[Page text Boundary: Start]

People get ripped off on repairs because they are not knowledgeable enough, or fearful of, common sense diagnostics. 95% of my car's "problems" have been fluid related -- oil, transmission, PS, coolant and, because they are "fluid" in behavior, rubber belts and bushings.

A person might simply have low trans fluid, but when the tranny flares or whirrs, they run to the dealer thinking there is a true problem, and get hit with an unnecessary repair bill. The steering may be sloppy and they think it is a steering box or major linkage issue, when all they need is a idler arm bushing or a steering damper.

The worse "problems" are those with indirect causes. A leaky PS pump front seal will lubricate a serpentine belt to the point where it starts to slip over the alternator, water pump, PS and A/C pulleys, causing them to spin more slowly, and making an unknowing driver believe he or she is having a slew of mechanical and electrical problems, i.e., low voltage, weak battery (because the alt is not fully charging it) too-hot coolant temp, heavy steering, and weak a/c. They end up spending hundreds, or thousands, of dollars on repairs, when all that was needed was to seal the PS leak ($10 plus 3 hrs time) and blast the pulleys clean with brake parts cleaner. (I actually had this occur.)

[Page text Boundary: End]

● **What you will do**:
[A] Quote from the car repair text word for word, starting at "A person might" and ending after "a steering damper.".
[B] In the car repair text, what share of the writer's car "problems" have been fluid related?

[Data excerpts Boundary: Start]

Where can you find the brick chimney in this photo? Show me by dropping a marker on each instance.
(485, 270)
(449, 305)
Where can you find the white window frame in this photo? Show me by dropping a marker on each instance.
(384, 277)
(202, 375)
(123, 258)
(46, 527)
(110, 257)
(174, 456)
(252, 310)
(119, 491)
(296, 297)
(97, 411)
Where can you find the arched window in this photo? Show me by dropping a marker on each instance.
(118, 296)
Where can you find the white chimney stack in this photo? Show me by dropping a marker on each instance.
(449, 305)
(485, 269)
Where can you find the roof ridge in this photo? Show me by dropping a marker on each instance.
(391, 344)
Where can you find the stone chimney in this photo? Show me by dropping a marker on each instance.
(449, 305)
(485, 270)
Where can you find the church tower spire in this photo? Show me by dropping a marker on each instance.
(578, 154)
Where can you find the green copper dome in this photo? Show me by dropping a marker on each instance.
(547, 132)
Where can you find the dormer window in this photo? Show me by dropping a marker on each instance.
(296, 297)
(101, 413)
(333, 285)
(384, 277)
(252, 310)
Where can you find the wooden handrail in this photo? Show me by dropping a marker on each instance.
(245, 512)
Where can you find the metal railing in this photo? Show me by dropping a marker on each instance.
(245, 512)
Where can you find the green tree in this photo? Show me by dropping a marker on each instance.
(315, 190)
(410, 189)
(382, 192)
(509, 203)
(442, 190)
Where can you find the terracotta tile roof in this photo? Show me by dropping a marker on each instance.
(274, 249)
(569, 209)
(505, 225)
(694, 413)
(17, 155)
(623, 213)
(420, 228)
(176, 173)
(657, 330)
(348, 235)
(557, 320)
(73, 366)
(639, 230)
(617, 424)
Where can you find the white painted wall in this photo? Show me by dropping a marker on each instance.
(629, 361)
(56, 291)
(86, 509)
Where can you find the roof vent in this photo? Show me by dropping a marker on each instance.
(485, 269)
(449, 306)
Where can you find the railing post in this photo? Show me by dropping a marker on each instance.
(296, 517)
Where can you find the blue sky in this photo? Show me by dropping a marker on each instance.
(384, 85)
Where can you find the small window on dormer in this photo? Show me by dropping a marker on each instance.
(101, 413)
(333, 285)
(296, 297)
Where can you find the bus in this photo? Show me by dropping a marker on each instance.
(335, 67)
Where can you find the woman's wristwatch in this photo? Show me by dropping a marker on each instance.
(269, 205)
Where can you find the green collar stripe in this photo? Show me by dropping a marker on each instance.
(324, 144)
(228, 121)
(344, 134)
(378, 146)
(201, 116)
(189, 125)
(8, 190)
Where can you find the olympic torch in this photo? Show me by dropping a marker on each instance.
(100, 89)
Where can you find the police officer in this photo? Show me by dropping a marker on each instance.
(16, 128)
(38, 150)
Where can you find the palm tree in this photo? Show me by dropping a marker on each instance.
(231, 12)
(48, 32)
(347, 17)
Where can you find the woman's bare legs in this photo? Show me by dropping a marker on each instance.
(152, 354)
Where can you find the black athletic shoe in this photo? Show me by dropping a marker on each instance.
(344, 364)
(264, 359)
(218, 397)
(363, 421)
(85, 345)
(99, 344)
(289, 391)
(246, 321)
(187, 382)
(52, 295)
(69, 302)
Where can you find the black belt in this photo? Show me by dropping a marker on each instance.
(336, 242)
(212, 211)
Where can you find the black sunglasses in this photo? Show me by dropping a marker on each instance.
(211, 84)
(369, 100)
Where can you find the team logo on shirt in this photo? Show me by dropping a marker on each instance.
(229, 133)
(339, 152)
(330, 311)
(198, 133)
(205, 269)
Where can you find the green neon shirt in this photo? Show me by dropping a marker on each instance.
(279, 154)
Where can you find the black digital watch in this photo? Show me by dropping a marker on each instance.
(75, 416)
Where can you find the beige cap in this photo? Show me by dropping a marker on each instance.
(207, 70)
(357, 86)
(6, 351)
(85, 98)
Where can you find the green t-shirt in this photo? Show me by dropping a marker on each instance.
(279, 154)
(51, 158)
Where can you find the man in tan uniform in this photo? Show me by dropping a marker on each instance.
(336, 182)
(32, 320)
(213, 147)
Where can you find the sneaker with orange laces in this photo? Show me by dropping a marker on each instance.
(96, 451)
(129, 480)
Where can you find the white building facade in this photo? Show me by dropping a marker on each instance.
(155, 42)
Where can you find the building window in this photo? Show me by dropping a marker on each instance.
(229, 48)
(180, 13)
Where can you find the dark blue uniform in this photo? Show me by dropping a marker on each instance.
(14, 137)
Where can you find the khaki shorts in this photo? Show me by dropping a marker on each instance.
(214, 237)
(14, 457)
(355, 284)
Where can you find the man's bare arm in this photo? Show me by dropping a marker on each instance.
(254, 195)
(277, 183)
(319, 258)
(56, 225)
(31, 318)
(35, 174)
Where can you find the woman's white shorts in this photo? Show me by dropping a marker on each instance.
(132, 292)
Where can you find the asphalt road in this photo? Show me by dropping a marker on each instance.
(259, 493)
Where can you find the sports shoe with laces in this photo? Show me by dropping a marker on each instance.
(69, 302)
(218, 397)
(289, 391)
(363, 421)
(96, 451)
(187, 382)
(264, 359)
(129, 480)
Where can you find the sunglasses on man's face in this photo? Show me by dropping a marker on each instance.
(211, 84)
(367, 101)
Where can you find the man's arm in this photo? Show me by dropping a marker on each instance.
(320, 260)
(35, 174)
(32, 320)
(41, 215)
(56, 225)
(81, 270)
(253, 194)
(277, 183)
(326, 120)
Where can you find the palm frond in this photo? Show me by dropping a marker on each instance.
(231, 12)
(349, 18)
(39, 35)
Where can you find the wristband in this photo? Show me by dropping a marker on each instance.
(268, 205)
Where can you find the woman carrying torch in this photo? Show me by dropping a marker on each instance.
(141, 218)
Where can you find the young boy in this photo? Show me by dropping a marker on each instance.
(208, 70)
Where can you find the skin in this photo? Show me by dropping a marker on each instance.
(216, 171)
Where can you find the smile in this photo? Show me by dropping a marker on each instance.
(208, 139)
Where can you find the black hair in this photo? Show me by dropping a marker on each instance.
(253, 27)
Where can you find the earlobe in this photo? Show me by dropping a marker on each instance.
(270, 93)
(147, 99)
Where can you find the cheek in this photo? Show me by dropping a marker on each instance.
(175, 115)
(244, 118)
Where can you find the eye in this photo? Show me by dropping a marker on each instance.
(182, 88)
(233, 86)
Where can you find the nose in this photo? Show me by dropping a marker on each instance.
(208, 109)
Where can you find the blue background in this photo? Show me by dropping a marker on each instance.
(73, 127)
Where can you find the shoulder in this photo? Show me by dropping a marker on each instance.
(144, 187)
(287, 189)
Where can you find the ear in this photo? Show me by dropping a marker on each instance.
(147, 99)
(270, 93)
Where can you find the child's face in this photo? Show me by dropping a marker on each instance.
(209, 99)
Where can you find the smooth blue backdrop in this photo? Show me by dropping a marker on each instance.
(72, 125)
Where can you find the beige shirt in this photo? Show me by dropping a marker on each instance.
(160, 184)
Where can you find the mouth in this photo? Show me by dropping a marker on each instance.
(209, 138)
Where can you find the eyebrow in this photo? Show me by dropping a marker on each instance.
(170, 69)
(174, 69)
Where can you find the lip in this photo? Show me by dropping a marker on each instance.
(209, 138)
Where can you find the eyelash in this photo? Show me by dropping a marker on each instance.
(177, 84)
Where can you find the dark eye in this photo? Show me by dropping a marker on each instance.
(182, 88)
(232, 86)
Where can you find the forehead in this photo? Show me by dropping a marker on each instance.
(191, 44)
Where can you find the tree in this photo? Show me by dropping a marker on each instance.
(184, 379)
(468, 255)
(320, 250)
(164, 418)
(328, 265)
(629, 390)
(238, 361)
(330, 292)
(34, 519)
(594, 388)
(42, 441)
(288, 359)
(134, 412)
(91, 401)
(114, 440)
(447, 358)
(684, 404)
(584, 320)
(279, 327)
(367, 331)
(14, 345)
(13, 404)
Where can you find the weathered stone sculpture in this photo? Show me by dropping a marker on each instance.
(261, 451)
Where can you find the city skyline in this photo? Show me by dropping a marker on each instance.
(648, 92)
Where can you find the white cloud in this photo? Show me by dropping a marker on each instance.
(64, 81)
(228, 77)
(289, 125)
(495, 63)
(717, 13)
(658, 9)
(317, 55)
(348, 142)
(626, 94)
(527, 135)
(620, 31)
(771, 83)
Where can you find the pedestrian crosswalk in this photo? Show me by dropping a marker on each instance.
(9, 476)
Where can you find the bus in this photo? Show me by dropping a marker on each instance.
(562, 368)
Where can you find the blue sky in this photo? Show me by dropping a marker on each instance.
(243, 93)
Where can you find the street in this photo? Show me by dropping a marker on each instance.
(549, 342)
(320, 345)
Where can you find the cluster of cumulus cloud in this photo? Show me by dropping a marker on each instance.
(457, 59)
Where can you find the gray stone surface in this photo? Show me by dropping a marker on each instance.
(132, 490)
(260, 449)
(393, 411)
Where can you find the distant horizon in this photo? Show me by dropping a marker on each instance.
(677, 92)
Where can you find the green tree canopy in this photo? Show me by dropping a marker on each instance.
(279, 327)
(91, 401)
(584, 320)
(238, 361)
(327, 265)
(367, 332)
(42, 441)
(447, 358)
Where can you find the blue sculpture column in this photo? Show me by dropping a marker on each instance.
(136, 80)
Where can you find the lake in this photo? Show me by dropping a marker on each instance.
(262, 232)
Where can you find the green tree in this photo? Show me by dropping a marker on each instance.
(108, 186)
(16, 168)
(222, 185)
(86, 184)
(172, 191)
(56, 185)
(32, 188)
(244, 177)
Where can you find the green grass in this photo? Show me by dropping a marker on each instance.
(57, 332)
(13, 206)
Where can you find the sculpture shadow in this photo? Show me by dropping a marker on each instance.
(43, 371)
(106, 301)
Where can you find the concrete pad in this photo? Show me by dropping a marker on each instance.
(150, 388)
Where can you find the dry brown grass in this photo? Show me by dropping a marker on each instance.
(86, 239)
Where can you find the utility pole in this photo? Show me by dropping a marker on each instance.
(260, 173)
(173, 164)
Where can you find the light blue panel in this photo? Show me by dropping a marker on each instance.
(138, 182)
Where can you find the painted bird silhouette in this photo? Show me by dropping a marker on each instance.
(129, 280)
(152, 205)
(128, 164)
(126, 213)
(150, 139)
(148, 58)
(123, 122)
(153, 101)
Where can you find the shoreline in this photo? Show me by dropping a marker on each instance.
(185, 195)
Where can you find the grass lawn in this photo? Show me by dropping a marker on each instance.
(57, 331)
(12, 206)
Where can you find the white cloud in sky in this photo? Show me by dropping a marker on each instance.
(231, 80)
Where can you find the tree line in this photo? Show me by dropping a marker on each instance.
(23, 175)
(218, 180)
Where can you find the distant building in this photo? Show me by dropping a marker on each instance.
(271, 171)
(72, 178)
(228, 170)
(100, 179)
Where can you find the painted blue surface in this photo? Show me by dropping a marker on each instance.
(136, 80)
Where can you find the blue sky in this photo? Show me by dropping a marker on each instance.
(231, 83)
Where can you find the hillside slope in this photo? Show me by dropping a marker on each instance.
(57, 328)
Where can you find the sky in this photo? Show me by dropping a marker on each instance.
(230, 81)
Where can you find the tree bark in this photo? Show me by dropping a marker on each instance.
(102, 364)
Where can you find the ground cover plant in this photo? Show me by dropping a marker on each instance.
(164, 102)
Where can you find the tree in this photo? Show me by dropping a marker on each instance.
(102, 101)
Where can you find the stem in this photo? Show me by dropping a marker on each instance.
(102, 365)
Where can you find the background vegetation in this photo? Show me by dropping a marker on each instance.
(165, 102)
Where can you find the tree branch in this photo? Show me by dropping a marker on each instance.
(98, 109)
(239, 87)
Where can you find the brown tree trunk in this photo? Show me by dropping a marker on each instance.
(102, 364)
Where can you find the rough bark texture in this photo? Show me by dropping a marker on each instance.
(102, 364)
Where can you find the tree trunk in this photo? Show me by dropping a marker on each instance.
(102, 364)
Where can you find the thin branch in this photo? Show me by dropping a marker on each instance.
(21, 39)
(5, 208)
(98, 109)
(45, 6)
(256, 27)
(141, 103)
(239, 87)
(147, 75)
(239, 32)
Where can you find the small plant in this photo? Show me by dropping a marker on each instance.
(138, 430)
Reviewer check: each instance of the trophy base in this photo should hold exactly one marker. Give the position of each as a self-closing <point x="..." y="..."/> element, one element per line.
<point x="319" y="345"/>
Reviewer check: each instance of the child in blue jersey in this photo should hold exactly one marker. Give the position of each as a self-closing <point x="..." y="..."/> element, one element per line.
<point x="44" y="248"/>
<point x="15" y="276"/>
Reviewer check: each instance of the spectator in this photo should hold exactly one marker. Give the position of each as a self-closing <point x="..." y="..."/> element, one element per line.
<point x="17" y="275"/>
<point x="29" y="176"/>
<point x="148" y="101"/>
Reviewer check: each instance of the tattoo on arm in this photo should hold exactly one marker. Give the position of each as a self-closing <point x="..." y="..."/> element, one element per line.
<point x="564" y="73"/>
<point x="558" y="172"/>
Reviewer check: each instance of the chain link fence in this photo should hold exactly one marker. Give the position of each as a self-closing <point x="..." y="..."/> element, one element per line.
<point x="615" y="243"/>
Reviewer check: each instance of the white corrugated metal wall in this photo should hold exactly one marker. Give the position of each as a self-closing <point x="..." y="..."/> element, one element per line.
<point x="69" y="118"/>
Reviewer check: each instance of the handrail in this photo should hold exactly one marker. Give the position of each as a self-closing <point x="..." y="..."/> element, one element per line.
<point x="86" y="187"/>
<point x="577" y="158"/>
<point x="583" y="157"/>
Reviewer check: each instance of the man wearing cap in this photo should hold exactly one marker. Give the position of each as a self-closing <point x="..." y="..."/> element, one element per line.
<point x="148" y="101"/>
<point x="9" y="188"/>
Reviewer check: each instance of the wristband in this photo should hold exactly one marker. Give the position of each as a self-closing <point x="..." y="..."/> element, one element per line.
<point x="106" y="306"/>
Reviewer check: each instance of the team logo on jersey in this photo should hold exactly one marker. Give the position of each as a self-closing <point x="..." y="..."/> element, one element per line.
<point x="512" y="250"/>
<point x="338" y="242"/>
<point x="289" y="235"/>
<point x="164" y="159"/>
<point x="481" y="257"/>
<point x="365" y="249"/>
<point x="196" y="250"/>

[Data excerpts Boundary: End]

● **Responses for each task**:
[A]
A person might simply have low trans fluid, but when the tranny flares or whirrs, they run to the dealer thinking there is a true problem, and get hit with an unnecessary repair bill. The steering may be sloppy and they think it is a steering box or major linkage issue, when all they need is a idler arm bushing or a steering damper.

[B] 95%